> Instructions for the task: Give back every record exactly as it reads.

> Data shown:
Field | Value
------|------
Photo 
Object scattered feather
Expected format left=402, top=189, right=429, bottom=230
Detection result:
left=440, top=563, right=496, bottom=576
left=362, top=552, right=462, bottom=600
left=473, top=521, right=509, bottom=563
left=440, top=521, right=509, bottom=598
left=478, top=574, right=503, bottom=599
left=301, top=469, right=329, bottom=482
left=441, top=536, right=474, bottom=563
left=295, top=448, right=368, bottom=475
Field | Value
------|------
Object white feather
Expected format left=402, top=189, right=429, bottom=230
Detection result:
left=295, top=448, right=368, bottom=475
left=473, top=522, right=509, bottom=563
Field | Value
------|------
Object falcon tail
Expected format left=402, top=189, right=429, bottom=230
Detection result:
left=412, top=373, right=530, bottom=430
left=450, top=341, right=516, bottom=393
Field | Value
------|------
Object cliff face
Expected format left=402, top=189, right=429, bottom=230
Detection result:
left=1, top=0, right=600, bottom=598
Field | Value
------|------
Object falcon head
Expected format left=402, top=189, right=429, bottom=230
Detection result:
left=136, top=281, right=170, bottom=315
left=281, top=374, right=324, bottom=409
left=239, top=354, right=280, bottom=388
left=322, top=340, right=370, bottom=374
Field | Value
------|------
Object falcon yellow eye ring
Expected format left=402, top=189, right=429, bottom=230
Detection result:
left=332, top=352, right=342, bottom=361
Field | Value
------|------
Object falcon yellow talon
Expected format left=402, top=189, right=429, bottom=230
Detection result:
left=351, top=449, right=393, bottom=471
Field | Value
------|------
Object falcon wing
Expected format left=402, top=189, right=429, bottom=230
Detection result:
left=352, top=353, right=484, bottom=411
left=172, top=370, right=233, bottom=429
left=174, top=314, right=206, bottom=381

> Exercise answer:
Field | Value
------|------
Photo 
Object scattered feather
Expected format left=402, top=189, right=429, bottom=230
Detection result:
left=440, top=563, right=496, bottom=576
left=362, top=552, right=462, bottom=600
left=473, top=521, right=509, bottom=563
left=440, top=521, right=509, bottom=598
left=478, top=574, right=503, bottom=599
left=301, top=469, right=329, bottom=482
left=441, top=536, right=474, bottom=563
left=295, top=448, right=368, bottom=475
Field | Value
------|------
Object white feather
Expected format left=402, top=189, right=429, bottom=230
Detection result:
left=295, top=448, right=368, bottom=475
left=473, top=522, right=509, bottom=563
Field | Value
------|------
Object falcon tail
Expected format left=402, top=189, right=429, bottom=230
Detection result:
left=412, top=373, right=530, bottom=430
left=450, top=341, right=516, bottom=393
Field | Value
------|------
Object cliff face
Expected format left=402, top=189, right=429, bottom=230
Detection result:
left=1, top=0, right=600, bottom=598
Field | Value
------|------
Object falcon head
Expected format left=402, top=189, right=429, bottom=230
Detection result:
left=136, top=281, right=170, bottom=315
left=281, top=374, right=324, bottom=409
left=239, top=354, right=280, bottom=388
left=322, top=340, right=370, bottom=374
Field | Value
------|------
Object falcon yellow eye ring
Expected format left=402, top=189, right=429, bottom=230
Detection result:
left=332, top=352, right=342, bottom=361
Field | Value
------|------
Object falcon yellow talon
Expected format left=402, top=189, right=429, bottom=230
Detection result:
left=351, top=449, right=393, bottom=471
Field | Value
------|------
Object falcon wing
Expected format left=402, top=189, right=429, bottom=230
Detection result:
left=352, top=353, right=484, bottom=411
left=172, top=370, right=233, bottom=429
left=174, top=314, right=206, bottom=381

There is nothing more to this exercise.